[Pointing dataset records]
━━━━━━━━

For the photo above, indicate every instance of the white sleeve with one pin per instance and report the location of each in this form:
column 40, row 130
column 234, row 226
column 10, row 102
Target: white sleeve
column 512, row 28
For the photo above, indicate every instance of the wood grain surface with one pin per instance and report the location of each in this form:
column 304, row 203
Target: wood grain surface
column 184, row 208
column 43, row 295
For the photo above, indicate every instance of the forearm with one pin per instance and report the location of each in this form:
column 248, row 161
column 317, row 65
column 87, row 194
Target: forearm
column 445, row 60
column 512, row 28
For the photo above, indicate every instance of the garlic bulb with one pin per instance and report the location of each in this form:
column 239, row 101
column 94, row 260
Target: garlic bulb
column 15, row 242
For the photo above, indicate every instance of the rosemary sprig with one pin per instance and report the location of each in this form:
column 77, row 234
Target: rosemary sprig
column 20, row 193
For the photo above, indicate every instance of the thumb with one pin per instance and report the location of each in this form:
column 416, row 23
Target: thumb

━━━━━━━━

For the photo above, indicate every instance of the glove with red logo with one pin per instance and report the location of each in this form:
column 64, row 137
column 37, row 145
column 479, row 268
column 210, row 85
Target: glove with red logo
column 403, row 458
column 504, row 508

━━━━━━━━

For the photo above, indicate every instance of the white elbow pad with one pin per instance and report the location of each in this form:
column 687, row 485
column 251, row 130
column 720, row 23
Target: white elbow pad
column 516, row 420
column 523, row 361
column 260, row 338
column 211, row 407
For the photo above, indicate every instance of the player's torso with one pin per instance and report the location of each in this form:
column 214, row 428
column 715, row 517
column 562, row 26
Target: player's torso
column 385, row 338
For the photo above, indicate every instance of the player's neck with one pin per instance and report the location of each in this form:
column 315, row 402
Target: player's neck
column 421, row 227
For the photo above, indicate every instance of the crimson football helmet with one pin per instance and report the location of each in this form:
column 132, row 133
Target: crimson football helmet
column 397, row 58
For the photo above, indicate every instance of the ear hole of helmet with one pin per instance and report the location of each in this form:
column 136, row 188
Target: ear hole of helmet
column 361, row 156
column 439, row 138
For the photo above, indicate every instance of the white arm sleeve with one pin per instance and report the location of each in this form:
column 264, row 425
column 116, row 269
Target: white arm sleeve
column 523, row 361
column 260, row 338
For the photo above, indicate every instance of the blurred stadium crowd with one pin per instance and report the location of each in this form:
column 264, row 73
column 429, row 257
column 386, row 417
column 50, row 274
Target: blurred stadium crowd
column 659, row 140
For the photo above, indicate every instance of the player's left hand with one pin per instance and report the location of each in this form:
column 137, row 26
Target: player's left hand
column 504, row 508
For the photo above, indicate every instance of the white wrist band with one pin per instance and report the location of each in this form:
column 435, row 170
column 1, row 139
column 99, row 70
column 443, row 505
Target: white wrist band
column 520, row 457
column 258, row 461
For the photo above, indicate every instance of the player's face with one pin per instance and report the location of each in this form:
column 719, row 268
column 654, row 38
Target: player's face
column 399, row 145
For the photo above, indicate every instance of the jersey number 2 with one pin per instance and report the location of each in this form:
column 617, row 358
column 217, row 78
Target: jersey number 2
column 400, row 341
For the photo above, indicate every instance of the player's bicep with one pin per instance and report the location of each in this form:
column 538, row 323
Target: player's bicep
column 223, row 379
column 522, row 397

━━━━━━━━

Write out again the lines between the one containing "For the photo above, indicate every instance of the forearm" and the one containing "column 20, row 193", inclusive. Switch each "Target" to "Object" and change nothing else.

### Response to this task
For the photo above, indicate every instance of the forearm with one pin per instance and report the location of each in this form:
column 248, row 161
column 317, row 65
column 87, row 194
Object: forearm
column 445, row 60
column 512, row 28
For the photo above, indicate every instance of the garlic bulb with one pin per instance and report the location of each in this form:
column 239, row 101
column 94, row 260
Object: garlic bulb
column 15, row 242
For the photo above, indicate every instance of the rosemary sprig with one pin per instance and report the location of each in this form:
column 77, row 234
Object: rosemary sprig
column 20, row 193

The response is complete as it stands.